▶ **Stated exercise 1**
According to the repository notes on datasets and checkpoints, which datasets make up 5-Datasets?

▶ **Selected passage**
Our code has been tested on four datasets: CIFAR-100, ImageNet-R, 5-Datasets, and CUB-200:

### Dataset

- [CIFAR-100](https://www.cs.toronto.edu/~kriz/cifar-100-python.tar.gz)
- [Imagenet-R](https://people.eecs.berkeley.edu/~hendrycks/imagenet-r.tar)
- 5-Datasets (including SVHN, MNIST, CIFAR10, NotMNIST, FashionMNIST)
- [CUB-200](https://data.caltech.edu/records/65de6-vp158/files/CUB_200_2011.tgz)

### Supervised and Self-supervised Checkpoints

We incorporated the following supervised and self-supervised checkpoints as backbones:
- Sup-21K VIT
- [iBOT-21K](https://lf3-nlp-opensource.bytetos.com/obj/nlp-opensource/archive/2022/ibot/vitb_16_pt22k/checkpoint.pth)
- [iBOT](https://lf3-nlp-opensource.bytetos.com/obj/nlp-opensource/archive/2022/ibot/vitb_16/checkpoint_teacher.pth)

▶ **Working data**
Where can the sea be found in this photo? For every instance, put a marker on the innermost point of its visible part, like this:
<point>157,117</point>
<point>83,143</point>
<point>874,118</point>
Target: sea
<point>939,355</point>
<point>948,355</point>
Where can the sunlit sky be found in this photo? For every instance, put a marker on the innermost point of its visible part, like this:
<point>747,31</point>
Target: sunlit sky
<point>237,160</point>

▶ **Stated exercise 2**
Rewrite the listing from the line containing "Where can the sunlit" through its last line, inclusive, with "photo" changed to "image".

▶ **Task answer 1**
SVHN, MNIST, CIFAR10, NotMNIST, and FashionMNIST.

▶ **Task answer 2**
Where can the sunlit sky be found in this image? For every instance, put a marker on the innermost point of its visible part, like this:
<point>747,31</point>
Target: sunlit sky
<point>237,160</point>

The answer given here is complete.